DIRECTIVES
- A) Return the part of the article on the Shadow over Israel between "You never found" and "feel it coming?", inclusive, copied word for word.
- B) In the article on the Shadow over Israel, why do the birds fly to the treetops and the animals head for the hills in the moment before a tsunami?

Sunday, June 6, 2010

Our Shadow Side

The Shadow over Israel
Until Palestine has its own 'legitimized' state within its internationally recognized borders, the Shadow will remain.
By Margaret Atwood

This article is part of a special edition of Haaretz, to mark Israel's book week.

The Moment

The moment when, after many years
of hard work and a long voyage,
you stand in the centre of your room,
house, half-acre, square mile, island, country,
knowing at last how you got there,
and say, I own this,

is the same moment the trees unloose
their soft arms from around you,
the birds take back their language,
the cliffs fissure and collapse,
the air moves back from you like a wave
and you can’t breathe.

No, they whisper. You own nothing.
You were a visitor, time after time
Climbing the hill, planting the flag, proclaiming.
We never belonged to you.
You never found us.
It was always the other way round.

Recently I was in Israel. The Israelis I met could not have been more welcoming. I saw many impressive accomplishments and creative projects, and talked with many different people. The sun was shining, the waves waving, the flowers were in bloom. Tourists jogged along the beach at Tel Aviv as if everything was normal.

But… there was the Shadow. Why was everything trembling a little, like a mirage? Was it like that moment before a tsunami when the birds fly to the treetops and the animals head for the hills because they can feel it coming?

“Every morning I wake up in fear,” someone told me. “That’s just self-pity, to excuse what’s happening,” said someone else. Of course, fear and self-pity can both be real. But by “what’s happening,” they meant the Shadow.

RECORDED INFORMATION
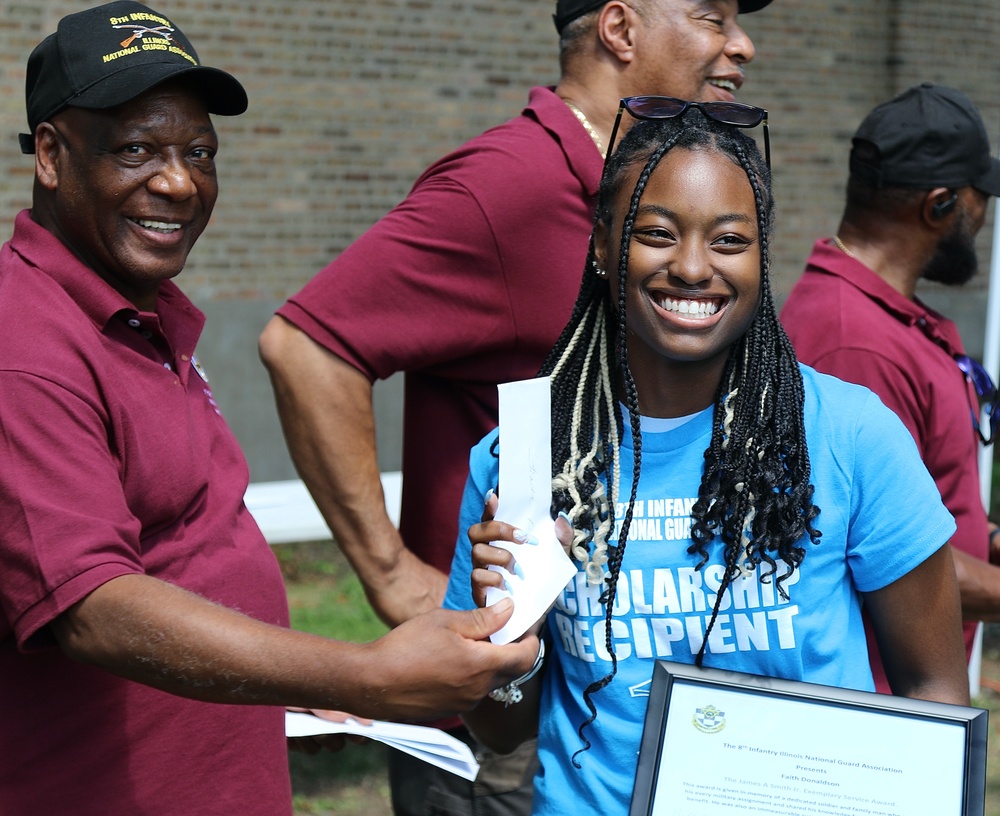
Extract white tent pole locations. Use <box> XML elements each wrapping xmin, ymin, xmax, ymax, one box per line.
<box><xmin>969</xmin><ymin>196</ymin><xmax>1000</xmax><ymax>697</ymax></box>
<box><xmin>979</xmin><ymin>202</ymin><xmax>1000</xmax><ymax>510</ymax></box>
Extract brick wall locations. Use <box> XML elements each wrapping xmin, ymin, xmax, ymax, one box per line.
<box><xmin>0</xmin><ymin>0</ymin><xmax>1000</xmax><ymax>474</ymax></box>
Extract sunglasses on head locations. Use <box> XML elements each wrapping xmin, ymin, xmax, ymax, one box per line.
<box><xmin>955</xmin><ymin>354</ymin><xmax>1000</xmax><ymax>445</ymax></box>
<box><xmin>604</xmin><ymin>96</ymin><xmax>771</xmax><ymax>169</ymax></box>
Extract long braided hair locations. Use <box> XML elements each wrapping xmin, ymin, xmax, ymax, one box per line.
<box><xmin>540</xmin><ymin>108</ymin><xmax>820</xmax><ymax>767</ymax></box>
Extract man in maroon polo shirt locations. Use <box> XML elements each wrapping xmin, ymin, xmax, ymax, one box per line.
<box><xmin>0</xmin><ymin>0</ymin><xmax>538</xmax><ymax>816</ymax></box>
<box><xmin>261</xmin><ymin>0</ymin><xmax>770</xmax><ymax>816</ymax></box>
<box><xmin>781</xmin><ymin>83</ymin><xmax>1000</xmax><ymax>692</ymax></box>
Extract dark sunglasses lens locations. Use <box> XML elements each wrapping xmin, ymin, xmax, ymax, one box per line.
<box><xmin>958</xmin><ymin>357</ymin><xmax>996</xmax><ymax>397</ymax></box>
<box><xmin>625</xmin><ymin>96</ymin><xmax>687</xmax><ymax>119</ymax></box>
<box><xmin>701</xmin><ymin>102</ymin><xmax>767</xmax><ymax>127</ymax></box>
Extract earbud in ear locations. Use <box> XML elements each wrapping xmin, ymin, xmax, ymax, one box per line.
<box><xmin>931</xmin><ymin>193</ymin><xmax>958</xmax><ymax>218</ymax></box>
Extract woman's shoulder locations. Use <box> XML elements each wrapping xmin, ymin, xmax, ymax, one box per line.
<box><xmin>799</xmin><ymin>363</ymin><xmax>912</xmax><ymax>443</ymax></box>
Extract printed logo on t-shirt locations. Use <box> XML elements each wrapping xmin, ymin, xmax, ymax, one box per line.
<box><xmin>550</xmin><ymin>499</ymin><xmax>799</xmax><ymax>664</ymax></box>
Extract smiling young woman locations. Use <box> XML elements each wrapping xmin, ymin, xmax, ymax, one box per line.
<box><xmin>446</xmin><ymin>106</ymin><xmax>968</xmax><ymax>814</ymax></box>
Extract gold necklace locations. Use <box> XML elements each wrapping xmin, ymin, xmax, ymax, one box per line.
<box><xmin>563</xmin><ymin>99</ymin><xmax>604</xmax><ymax>159</ymax></box>
<box><xmin>833</xmin><ymin>235</ymin><xmax>858</xmax><ymax>260</ymax></box>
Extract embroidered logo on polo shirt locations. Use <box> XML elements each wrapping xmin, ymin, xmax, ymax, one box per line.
<box><xmin>191</xmin><ymin>354</ymin><xmax>208</xmax><ymax>382</ymax></box>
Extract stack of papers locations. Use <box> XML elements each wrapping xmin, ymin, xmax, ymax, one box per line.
<box><xmin>285</xmin><ymin>711</ymin><xmax>479</xmax><ymax>782</ymax></box>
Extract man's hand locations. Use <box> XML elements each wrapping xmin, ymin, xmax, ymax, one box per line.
<box><xmin>359</xmin><ymin>599</ymin><xmax>538</xmax><ymax>720</ymax></box>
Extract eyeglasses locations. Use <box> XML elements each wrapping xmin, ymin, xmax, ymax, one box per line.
<box><xmin>955</xmin><ymin>354</ymin><xmax>1000</xmax><ymax>445</ymax></box>
<box><xmin>604</xmin><ymin>96</ymin><xmax>771</xmax><ymax>175</ymax></box>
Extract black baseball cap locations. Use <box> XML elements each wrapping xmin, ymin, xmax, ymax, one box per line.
<box><xmin>20</xmin><ymin>0</ymin><xmax>247</xmax><ymax>153</ymax></box>
<box><xmin>851</xmin><ymin>82</ymin><xmax>1000</xmax><ymax>196</ymax></box>
<box><xmin>552</xmin><ymin>0</ymin><xmax>771</xmax><ymax>31</ymax></box>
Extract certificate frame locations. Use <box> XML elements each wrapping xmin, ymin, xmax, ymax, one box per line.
<box><xmin>629</xmin><ymin>660</ymin><xmax>989</xmax><ymax>816</ymax></box>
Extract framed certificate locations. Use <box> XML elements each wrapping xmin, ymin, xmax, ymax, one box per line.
<box><xmin>629</xmin><ymin>660</ymin><xmax>988</xmax><ymax>816</ymax></box>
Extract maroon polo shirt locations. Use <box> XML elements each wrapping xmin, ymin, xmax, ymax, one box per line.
<box><xmin>781</xmin><ymin>240</ymin><xmax>989</xmax><ymax>691</ymax></box>
<box><xmin>278</xmin><ymin>88</ymin><xmax>602</xmax><ymax>573</ymax></box>
<box><xmin>0</xmin><ymin>211</ymin><xmax>291</xmax><ymax>816</ymax></box>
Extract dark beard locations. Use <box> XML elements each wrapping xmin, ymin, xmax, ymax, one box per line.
<box><xmin>922</xmin><ymin>210</ymin><xmax>979</xmax><ymax>286</ymax></box>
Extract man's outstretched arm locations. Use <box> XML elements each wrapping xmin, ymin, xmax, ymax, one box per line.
<box><xmin>50</xmin><ymin>574</ymin><xmax>538</xmax><ymax>720</ymax></box>
<box><xmin>260</xmin><ymin>316</ymin><xmax>448</xmax><ymax>626</ymax></box>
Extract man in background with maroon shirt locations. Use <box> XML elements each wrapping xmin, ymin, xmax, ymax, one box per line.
<box><xmin>781</xmin><ymin>83</ymin><xmax>1000</xmax><ymax>692</ymax></box>
<box><xmin>261</xmin><ymin>0</ymin><xmax>770</xmax><ymax>816</ymax></box>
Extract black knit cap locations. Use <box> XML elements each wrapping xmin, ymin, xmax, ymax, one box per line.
<box><xmin>20</xmin><ymin>0</ymin><xmax>247</xmax><ymax>153</ymax></box>
<box><xmin>552</xmin><ymin>0</ymin><xmax>771</xmax><ymax>31</ymax></box>
<box><xmin>851</xmin><ymin>82</ymin><xmax>1000</xmax><ymax>196</ymax></box>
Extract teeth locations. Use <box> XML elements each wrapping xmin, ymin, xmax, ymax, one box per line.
<box><xmin>657</xmin><ymin>298</ymin><xmax>719</xmax><ymax>317</ymax></box>
<box><xmin>133</xmin><ymin>218</ymin><xmax>181</xmax><ymax>232</ymax></box>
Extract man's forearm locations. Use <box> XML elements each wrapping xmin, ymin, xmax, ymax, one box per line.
<box><xmin>952</xmin><ymin>548</ymin><xmax>1000</xmax><ymax>622</ymax></box>
<box><xmin>50</xmin><ymin>575</ymin><xmax>538</xmax><ymax>719</ymax></box>
<box><xmin>260</xmin><ymin>317</ymin><xmax>446</xmax><ymax>626</ymax></box>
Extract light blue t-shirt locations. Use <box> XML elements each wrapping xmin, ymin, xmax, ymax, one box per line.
<box><xmin>445</xmin><ymin>366</ymin><xmax>955</xmax><ymax>815</ymax></box>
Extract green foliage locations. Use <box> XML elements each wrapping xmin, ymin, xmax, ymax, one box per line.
<box><xmin>273</xmin><ymin>541</ymin><xmax>390</xmax><ymax>816</ymax></box>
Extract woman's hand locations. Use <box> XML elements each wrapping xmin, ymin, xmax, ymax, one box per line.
<box><xmin>469</xmin><ymin>492</ymin><xmax>573</xmax><ymax>635</ymax></box>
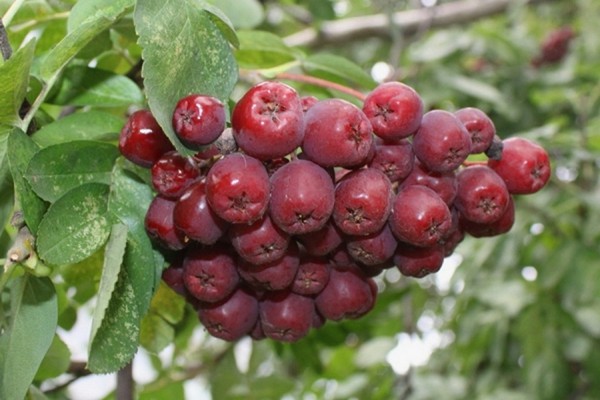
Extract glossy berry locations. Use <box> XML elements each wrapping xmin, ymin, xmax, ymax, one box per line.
<box><xmin>231</xmin><ymin>81</ymin><xmax>304</xmax><ymax>160</ymax></box>
<box><xmin>363</xmin><ymin>82</ymin><xmax>423</xmax><ymax>140</ymax></box>
<box><xmin>237</xmin><ymin>242</ymin><xmax>300</xmax><ymax>291</ymax></box>
<box><xmin>454</xmin><ymin>165</ymin><xmax>510</xmax><ymax>224</ymax></box>
<box><xmin>173</xmin><ymin>180</ymin><xmax>229</xmax><ymax>245</ymax></box>
<box><xmin>206</xmin><ymin>153</ymin><xmax>271</xmax><ymax>224</ymax></box>
<box><xmin>413</xmin><ymin>110</ymin><xmax>471</xmax><ymax>172</ymax></box>
<box><xmin>144</xmin><ymin>195</ymin><xmax>188</xmax><ymax>250</ymax></box>
<box><xmin>183</xmin><ymin>246</ymin><xmax>240</xmax><ymax>303</ymax></box>
<box><xmin>269</xmin><ymin>160</ymin><xmax>335</xmax><ymax>234</ymax></box>
<box><xmin>291</xmin><ymin>255</ymin><xmax>331</xmax><ymax>296</ymax></box>
<box><xmin>302</xmin><ymin>99</ymin><xmax>373</xmax><ymax>167</ymax></box>
<box><xmin>488</xmin><ymin>137</ymin><xmax>551</xmax><ymax>194</ymax></box>
<box><xmin>228</xmin><ymin>215</ymin><xmax>290</xmax><ymax>265</ymax></box>
<box><xmin>119</xmin><ymin>110</ymin><xmax>175</xmax><ymax>168</ymax></box>
<box><xmin>333</xmin><ymin>168</ymin><xmax>393</xmax><ymax>235</ymax></box>
<box><xmin>454</xmin><ymin>107</ymin><xmax>496</xmax><ymax>154</ymax></box>
<box><xmin>389</xmin><ymin>185</ymin><xmax>452</xmax><ymax>247</ymax></box>
<box><xmin>394</xmin><ymin>243</ymin><xmax>445</xmax><ymax>278</ymax></box>
<box><xmin>315</xmin><ymin>267</ymin><xmax>375</xmax><ymax>321</ymax></box>
<box><xmin>198</xmin><ymin>288</ymin><xmax>258</xmax><ymax>342</ymax></box>
<box><xmin>150</xmin><ymin>151</ymin><xmax>200</xmax><ymax>198</ymax></box>
<box><xmin>260</xmin><ymin>290</ymin><xmax>315</xmax><ymax>342</ymax></box>
<box><xmin>172</xmin><ymin>94</ymin><xmax>226</xmax><ymax>149</ymax></box>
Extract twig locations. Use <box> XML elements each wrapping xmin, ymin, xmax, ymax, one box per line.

PROBLEM SOLUTIONS
- A)
You never found us.
It was always the other way round.

Recently I was in Israel. The Israelis I met could not have been more welcoming. I saw many impressive accomplishments and creative projects, and talked with many different people. The sun was shining, the waves waving, the flowers were in bloom. Tourists jogged along the beach at Tel Aviv as if everything was normal.

But… there was the Shadow. Why was everything trembling a little, like a mirage? Was it like that moment before a tsunami when the birds fly to the treetops and the animals head for the hills because they can feel it coming?

- B) They do it because they can feel the tsunami coming.